Supplied data.
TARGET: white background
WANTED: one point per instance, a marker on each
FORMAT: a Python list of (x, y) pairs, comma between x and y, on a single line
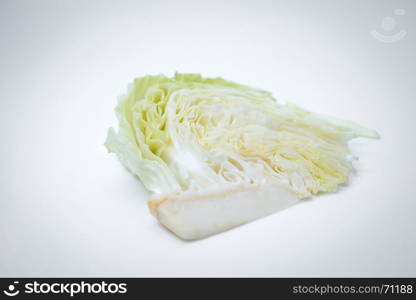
[(67, 208)]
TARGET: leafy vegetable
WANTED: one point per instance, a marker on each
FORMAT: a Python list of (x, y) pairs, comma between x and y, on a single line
[(189, 136)]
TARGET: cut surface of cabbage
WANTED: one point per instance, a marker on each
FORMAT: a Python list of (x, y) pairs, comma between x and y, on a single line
[(217, 154)]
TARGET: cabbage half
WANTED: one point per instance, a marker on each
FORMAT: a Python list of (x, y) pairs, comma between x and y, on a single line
[(217, 154)]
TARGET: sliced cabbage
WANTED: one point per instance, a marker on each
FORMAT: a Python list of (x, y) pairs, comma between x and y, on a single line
[(190, 138)]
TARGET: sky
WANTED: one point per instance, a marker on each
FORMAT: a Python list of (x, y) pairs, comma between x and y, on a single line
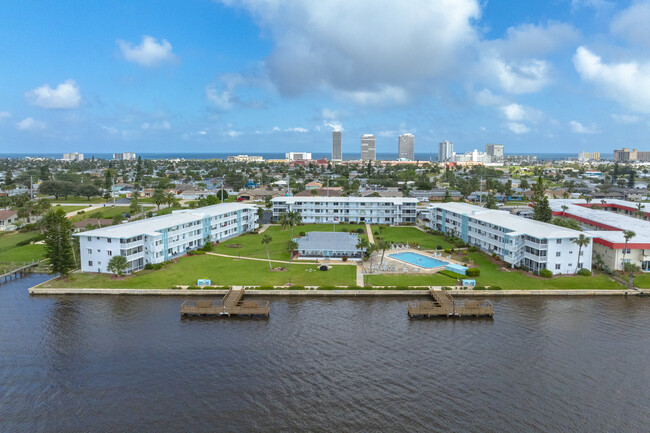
[(228, 76)]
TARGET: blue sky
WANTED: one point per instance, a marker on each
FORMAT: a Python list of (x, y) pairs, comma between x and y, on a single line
[(274, 76)]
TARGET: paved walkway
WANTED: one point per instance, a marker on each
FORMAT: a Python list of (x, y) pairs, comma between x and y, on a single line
[(371, 238)]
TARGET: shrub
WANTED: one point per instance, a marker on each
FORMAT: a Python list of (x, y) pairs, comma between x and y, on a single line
[(545, 273)]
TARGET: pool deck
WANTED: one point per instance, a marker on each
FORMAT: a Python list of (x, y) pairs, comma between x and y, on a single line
[(396, 266)]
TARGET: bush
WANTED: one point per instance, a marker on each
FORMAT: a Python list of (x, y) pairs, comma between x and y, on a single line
[(545, 273)]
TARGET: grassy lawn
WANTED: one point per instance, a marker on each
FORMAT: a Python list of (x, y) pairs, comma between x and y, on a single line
[(410, 235), (77, 199), (106, 212), (517, 280), (410, 280), (222, 271), (642, 281), (251, 244), (68, 209), (11, 255)]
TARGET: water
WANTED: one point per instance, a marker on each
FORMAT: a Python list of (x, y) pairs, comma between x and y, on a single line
[(382, 156), (106, 364)]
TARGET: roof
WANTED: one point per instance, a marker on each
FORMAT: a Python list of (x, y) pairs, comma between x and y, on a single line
[(517, 224), (331, 241), (396, 200), (154, 226), (5, 214)]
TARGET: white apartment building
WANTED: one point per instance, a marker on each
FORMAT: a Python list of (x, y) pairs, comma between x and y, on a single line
[(73, 156), (406, 147), (371, 210), (516, 240), (157, 239), (124, 156), (445, 151), (245, 158), (298, 156), (368, 147)]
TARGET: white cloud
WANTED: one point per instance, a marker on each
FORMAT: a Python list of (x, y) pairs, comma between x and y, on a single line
[(164, 125), (29, 124), (628, 83), (579, 128), (360, 46), (65, 95), (149, 53), (625, 118), (387, 95), (518, 128), (518, 77), (632, 24), (530, 40)]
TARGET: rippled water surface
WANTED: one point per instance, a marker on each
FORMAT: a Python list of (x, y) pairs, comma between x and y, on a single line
[(82, 363)]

What the task asks. Output all of the lines above as a Markdown table with the columns No. and Line, giving each row a number and skipping blank lines. Leave the pictures out of the answer.

Task answer.
| No. | Line |
|---|---|
| 1 | TARGET: white background |
| 2 | WANTED: one point per instance, a marker on each |
| 3 | FORMAT: a Python list of (x, y) pairs, comma between x and y, on a single line |
| 4 | [(67, 208)] |
| 5 | TARGET: leafy vegetable |
| 6 | WANTED: one point per instance, a marker on each |
| 7 | FORMAT: a Python list of (x, y) pairs, comma between x and y, on a single line |
| 8 | [(189, 136)] |
| 9 | TARGET: cut surface of cabbage |
| 10 | WANTED: one point per instance, a marker on each |
| 11 | FORMAT: a Python list of (x, y) pairs, comma between x and y, on a single line |
| 12 | [(217, 154)] |
| 13 | TARGET: cabbage half |
| 14 | WANTED: one point per instance, a marker on each |
| 15 | FORMAT: a Python list of (x, y) pairs, comma between x and y, on a single line |
| 16 | [(217, 154)] |
| 17 | TARGET: sliced cabbage |
| 18 | WANTED: one point per instance, a marker on each |
| 19 | FORMAT: a Python list of (x, y) pairs, comma between x and y, on a single line |
| 20 | [(190, 138)] |
| 21 | TARGET: sky |
| 22 | WANTED: one point per instance, a marker on each |
| 23 | FORMAT: a Python list of (x, y) pairs, comma between x and y, on a single line |
| 24 | [(228, 76)] |
| 25 | TARGET: blue sky |
| 26 | WANTED: one point per instance, a marker on each |
| 27 | FORMAT: a Python list of (x, y) pairs, comma between x and y, on a single line |
| 28 | [(274, 76)] |
| 29 | TARGET: paved walkway |
| 30 | WANTED: one point per instance, a marker on each |
| 31 | FORMAT: a Python list of (x, y) pairs, comma between x and y, on a single line |
| 32 | [(371, 238)] |
| 33 | TARGET: shrub |
| 34 | WANTED: one point per instance, a marker on each |
| 35 | FORMAT: a Python list of (x, y) pairs, comma between x and y, on a single line |
| 36 | [(545, 273)] |
| 37 | TARGET: pool deck |
| 38 | WANTED: one point per instance, a marker on each |
| 39 | FORMAT: a Python list of (x, y) pairs, comma between x and y, on a single line |
| 40 | [(396, 266)] |
| 41 | TARGET: bush |
| 42 | WANTED: one point per instance, a marker on each |
| 43 | FORMAT: a Python list of (x, y) pairs, comma between x and y, on a single line |
| 44 | [(545, 273)] |
| 45 | TARGET: grassy lawn |
| 46 | WANTED: one point per instance, a marker on each |
| 47 | FORMAT: a Python list of (x, y) pairs, comma between x and y, on a single line |
| 48 | [(410, 235), (77, 199), (106, 212), (517, 280), (410, 280), (222, 271), (642, 281), (251, 244), (68, 209), (11, 255)] |
| 49 | TARGET: water |
| 50 | WANTED: one point per instance, a marker on each |
| 51 | FORMAT: a Python list of (x, y) pairs, comma between x and y, on a single line |
| 52 | [(382, 156), (106, 364)] |
| 53 | TARGET: roof |
| 54 | WANTED: one point per instance, a marker on each |
| 55 | FORMAT: a Python list of (x, y) pairs, comma between x and y, on a single line |
| 56 | [(517, 224), (331, 241), (396, 200), (154, 226), (5, 214)] |
| 57 | TARGET: white apartment building |
| 58 | WANTED: one point per instance, a marker on each |
| 59 | FORMAT: a Python list of (x, y) pairs, comma between x and y, on a single line |
| 60 | [(73, 156), (406, 147), (371, 210), (516, 240), (157, 239), (124, 156), (445, 151), (245, 158), (298, 156), (368, 147)] |
| 61 | TARGET: white cloud |
| 62 | WANTED: one point per instance, a marker on each |
| 63 | FORMAT: a Python list of (x, y) pairs, comma between x and y, on a single line |
| 64 | [(164, 125), (29, 124), (628, 83), (579, 128), (360, 46), (65, 95), (149, 53), (625, 118), (387, 95), (518, 128), (518, 77), (632, 24), (530, 40)] |
| 65 | TARGET: rippled water surface |
| 66 | WANTED: one point per instance, a marker on each |
| 67 | FORMAT: a Python list of (x, y) pairs, comma between x and y, on a single line |
| 68 | [(82, 363)] |